#### AIM
Report how many lines of the data below contain the string "brown", with case counting as a difference. Reply with the number alone.

>>

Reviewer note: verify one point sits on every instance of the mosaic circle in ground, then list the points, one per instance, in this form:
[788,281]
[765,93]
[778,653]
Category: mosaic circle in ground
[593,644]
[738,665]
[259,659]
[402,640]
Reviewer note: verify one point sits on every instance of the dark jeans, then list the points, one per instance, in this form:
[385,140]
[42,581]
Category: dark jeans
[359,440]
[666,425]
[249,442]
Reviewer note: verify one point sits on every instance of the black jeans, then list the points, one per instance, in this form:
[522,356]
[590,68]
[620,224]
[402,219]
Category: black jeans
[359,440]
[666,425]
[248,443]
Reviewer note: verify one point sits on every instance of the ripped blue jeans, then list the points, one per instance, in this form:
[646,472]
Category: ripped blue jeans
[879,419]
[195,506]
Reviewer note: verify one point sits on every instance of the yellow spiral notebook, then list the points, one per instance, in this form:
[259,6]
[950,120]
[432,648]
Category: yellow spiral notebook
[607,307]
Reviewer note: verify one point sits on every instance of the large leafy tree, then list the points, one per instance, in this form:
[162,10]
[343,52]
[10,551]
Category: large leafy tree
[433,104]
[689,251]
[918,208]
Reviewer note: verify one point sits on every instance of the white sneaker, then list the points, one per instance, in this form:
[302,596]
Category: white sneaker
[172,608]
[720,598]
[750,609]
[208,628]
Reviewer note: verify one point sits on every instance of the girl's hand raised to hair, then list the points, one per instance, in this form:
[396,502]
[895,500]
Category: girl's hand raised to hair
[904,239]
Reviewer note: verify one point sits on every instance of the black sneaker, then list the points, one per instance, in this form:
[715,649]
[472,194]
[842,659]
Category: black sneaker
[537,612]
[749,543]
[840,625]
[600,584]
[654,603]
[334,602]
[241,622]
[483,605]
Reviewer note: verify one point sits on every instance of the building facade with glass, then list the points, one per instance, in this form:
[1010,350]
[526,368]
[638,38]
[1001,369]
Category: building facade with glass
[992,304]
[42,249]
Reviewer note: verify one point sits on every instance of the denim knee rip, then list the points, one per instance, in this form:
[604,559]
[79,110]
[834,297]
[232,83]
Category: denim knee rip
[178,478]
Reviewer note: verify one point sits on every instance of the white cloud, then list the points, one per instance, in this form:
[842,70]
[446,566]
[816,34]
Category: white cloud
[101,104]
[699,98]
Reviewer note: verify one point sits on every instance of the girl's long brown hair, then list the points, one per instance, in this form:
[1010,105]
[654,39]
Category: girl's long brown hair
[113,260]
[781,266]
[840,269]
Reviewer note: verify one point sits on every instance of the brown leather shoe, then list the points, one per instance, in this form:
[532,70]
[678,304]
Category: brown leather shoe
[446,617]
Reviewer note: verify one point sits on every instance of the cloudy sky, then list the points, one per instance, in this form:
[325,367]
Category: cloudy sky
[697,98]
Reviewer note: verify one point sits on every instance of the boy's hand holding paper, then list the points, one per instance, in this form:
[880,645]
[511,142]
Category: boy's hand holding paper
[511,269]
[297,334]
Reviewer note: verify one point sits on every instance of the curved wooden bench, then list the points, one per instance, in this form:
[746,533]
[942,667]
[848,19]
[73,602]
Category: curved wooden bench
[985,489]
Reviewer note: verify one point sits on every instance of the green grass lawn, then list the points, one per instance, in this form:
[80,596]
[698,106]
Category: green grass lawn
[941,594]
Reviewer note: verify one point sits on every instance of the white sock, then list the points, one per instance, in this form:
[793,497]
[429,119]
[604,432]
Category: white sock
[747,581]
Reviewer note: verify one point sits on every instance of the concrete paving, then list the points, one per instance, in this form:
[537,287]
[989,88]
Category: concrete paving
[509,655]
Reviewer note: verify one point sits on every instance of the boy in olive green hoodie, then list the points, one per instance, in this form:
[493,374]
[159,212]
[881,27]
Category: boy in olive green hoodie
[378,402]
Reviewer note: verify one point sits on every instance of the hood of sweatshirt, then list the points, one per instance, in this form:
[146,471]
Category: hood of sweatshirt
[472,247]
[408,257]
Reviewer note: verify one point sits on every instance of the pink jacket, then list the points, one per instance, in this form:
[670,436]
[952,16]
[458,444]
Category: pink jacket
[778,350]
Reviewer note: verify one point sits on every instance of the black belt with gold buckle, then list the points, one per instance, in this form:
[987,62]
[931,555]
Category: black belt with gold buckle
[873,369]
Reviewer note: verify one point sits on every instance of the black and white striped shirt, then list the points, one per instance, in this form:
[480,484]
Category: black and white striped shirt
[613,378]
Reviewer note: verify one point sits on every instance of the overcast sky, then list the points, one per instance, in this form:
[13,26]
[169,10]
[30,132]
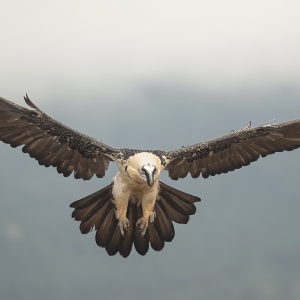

<<

#### SOLUTION
4